→ Stored items
-=-=-
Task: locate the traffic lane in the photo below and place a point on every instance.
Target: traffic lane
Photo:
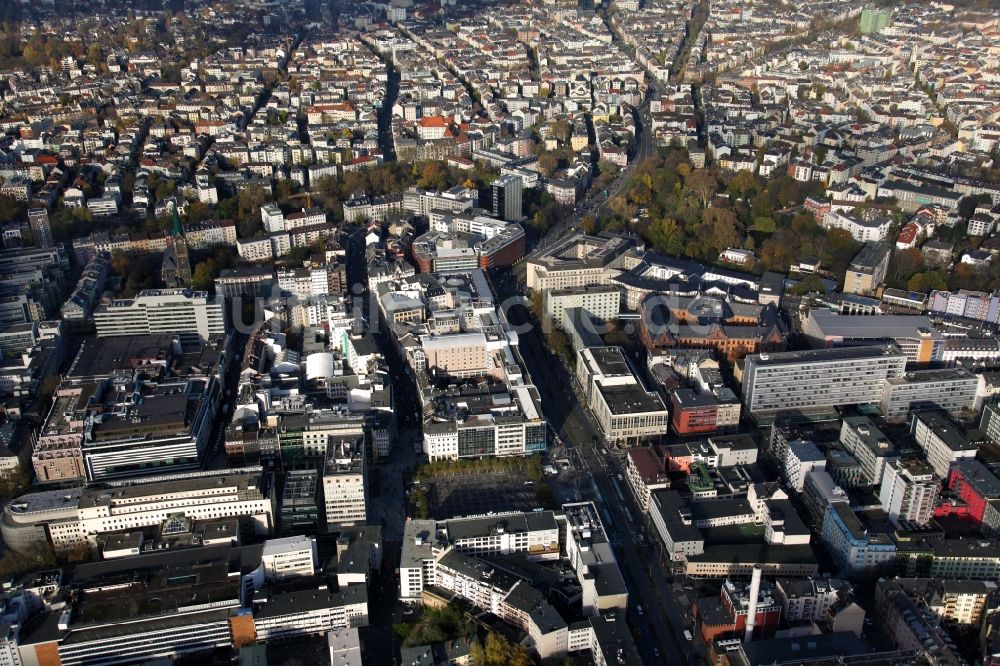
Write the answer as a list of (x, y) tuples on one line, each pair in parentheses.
[(638, 564), (663, 587)]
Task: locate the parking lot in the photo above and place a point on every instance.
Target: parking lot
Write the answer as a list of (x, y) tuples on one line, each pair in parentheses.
[(479, 493)]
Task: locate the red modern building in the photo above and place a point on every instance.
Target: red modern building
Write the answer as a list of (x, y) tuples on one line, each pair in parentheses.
[(727, 615), (692, 413), (975, 485)]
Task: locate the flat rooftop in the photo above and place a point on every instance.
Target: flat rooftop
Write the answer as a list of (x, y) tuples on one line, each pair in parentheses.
[(836, 354), (630, 399), (836, 325)]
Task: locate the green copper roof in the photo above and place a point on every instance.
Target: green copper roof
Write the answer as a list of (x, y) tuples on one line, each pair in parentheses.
[(178, 230)]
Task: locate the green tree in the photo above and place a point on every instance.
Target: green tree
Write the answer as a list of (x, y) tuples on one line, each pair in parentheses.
[(203, 277), (904, 264), (743, 182), (666, 236), (720, 229), (496, 651), (10, 209), (703, 184), (548, 163), (808, 284), (928, 281)]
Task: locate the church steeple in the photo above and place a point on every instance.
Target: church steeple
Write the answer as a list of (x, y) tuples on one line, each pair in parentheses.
[(176, 270), (178, 230)]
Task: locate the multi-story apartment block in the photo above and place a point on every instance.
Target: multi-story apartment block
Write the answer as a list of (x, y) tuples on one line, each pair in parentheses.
[(819, 379), (909, 492), (345, 483), (645, 471), (602, 304), (915, 335), (77, 516), (577, 260), (953, 390), (869, 446), (867, 270), (942, 441), (979, 488), (191, 315), (858, 552), (623, 408)]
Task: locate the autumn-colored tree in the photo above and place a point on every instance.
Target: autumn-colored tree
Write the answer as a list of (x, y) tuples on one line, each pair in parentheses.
[(666, 236), (904, 264), (720, 228), (622, 208), (743, 182), (433, 176), (548, 163), (928, 281), (496, 651), (703, 184), (560, 129), (641, 194)]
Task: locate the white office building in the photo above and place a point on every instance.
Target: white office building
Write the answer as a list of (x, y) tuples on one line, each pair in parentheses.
[(289, 557), (189, 314), (819, 379), (909, 492), (345, 483)]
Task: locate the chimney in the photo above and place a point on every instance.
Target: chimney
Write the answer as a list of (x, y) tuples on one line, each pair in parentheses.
[(752, 610)]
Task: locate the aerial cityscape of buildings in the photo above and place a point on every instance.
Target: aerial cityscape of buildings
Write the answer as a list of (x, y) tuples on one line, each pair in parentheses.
[(494, 332)]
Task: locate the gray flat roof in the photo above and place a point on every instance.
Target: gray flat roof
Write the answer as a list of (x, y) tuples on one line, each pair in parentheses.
[(834, 324), (825, 355)]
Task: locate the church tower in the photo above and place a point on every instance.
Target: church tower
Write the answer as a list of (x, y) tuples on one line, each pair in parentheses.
[(176, 270)]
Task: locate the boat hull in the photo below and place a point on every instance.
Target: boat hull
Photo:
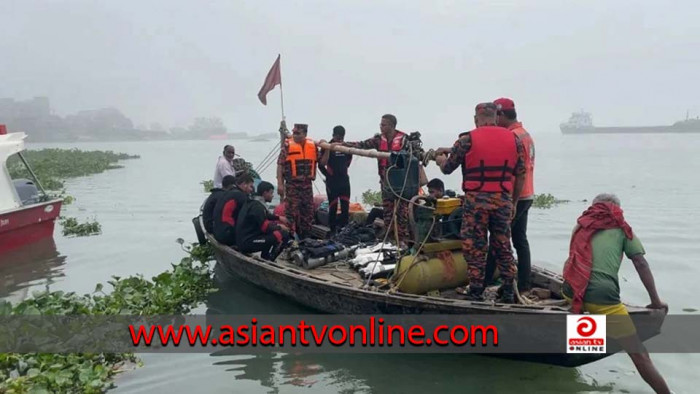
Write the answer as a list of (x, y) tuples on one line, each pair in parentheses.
[(28, 224), (337, 298), (630, 130)]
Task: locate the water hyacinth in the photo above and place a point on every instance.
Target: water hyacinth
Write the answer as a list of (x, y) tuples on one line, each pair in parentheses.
[(176, 291)]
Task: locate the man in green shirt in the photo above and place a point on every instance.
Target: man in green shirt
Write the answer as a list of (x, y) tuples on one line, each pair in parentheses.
[(604, 226)]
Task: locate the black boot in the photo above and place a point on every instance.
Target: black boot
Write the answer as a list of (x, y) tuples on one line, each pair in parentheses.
[(506, 294), (475, 294)]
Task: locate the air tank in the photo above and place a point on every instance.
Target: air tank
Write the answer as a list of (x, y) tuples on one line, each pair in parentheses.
[(423, 273)]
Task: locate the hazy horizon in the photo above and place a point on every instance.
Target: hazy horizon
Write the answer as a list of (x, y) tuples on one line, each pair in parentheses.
[(628, 62)]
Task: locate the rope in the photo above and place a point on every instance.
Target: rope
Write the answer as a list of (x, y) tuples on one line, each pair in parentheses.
[(267, 160)]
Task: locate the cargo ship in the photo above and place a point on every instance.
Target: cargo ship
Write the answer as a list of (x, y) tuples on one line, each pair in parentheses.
[(582, 123)]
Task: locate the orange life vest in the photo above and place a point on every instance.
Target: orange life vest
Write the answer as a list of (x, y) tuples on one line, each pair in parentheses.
[(396, 145), (490, 163), (529, 145), (301, 160)]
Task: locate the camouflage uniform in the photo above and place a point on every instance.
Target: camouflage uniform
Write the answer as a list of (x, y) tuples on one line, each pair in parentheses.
[(388, 198), (298, 200), (484, 213)]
-=-=-
→ WHAT THIS TASK INVOLVES
Start with the line above that contains "Task: locate the flat" and stop after the line that contains "Target: chimney". Output those lines exactly, and only those.

→ EXERCISE RESULT
Task: locate the flat rooftop in the photo above and place a point on every instance.
Target: flat rooftop
Write the answer as a list of (x, y) tuples on one line, each pair in parentheses.
[(836, 354), (630, 399), (836, 325)]
Task: locate the green copper roof in the photo above and place a point on every instance.
Target: green copper roof
Write the answer as a list of (x, y) tuples on one line, each pair in parentheses.
[(178, 230)]
Task: locate the green tree in the photo above and place a point on every instance.
Target: green tree
Write the answer as a list of (x, y) tuples on one line, each pair in parentheses.
[(203, 277), (904, 264), (743, 182), (666, 236), (720, 229), (496, 651), (10, 209), (703, 184), (548, 163), (808, 284), (928, 281)]
Task: locate the church steeple in the photo above and place a point on every instance.
Target: church steeple
Write the answer as a list of (x, y) tuples on one line, each pair in parentheses.
[(176, 270), (178, 230)]
Task: locate the multi-story apartment block in the photo above and place a point on every instance.
Target: multi-story apartment block
Write the answer as a list of (x, y) tuples on one line, each pair in parentheses.
[(819, 379), (909, 492), (345, 483), (645, 471), (602, 304), (915, 335), (77, 516), (577, 260), (953, 390), (869, 446), (867, 270), (942, 441), (979, 488), (191, 315), (858, 552), (623, 408)]
Task: locate the autumn-colored tree in the photo above and place a point on every instance.
Target: autumn-colored tree
Write the answer as a list of (x, y) tuples on one line, each pair in parentheses.
[(666, 236), (904, 264), (720, 228), (622, 208), (743, 182), (433, 176), (548, 163), (928, 281), (496, 651), (703, 184), (560, 129), (641, 194)]
Task: locate the white office building in the photo above and place a point on every instance.
Target: white office building
Write the answer as a list of (x, y) tuples on one line, each pair in parentheses.
[(289, 557), (189, 314), (819, 379), (909, 492), (345, 483)]
Task: locate the chimney in the photo above and place a point on every instance.
Target: chimney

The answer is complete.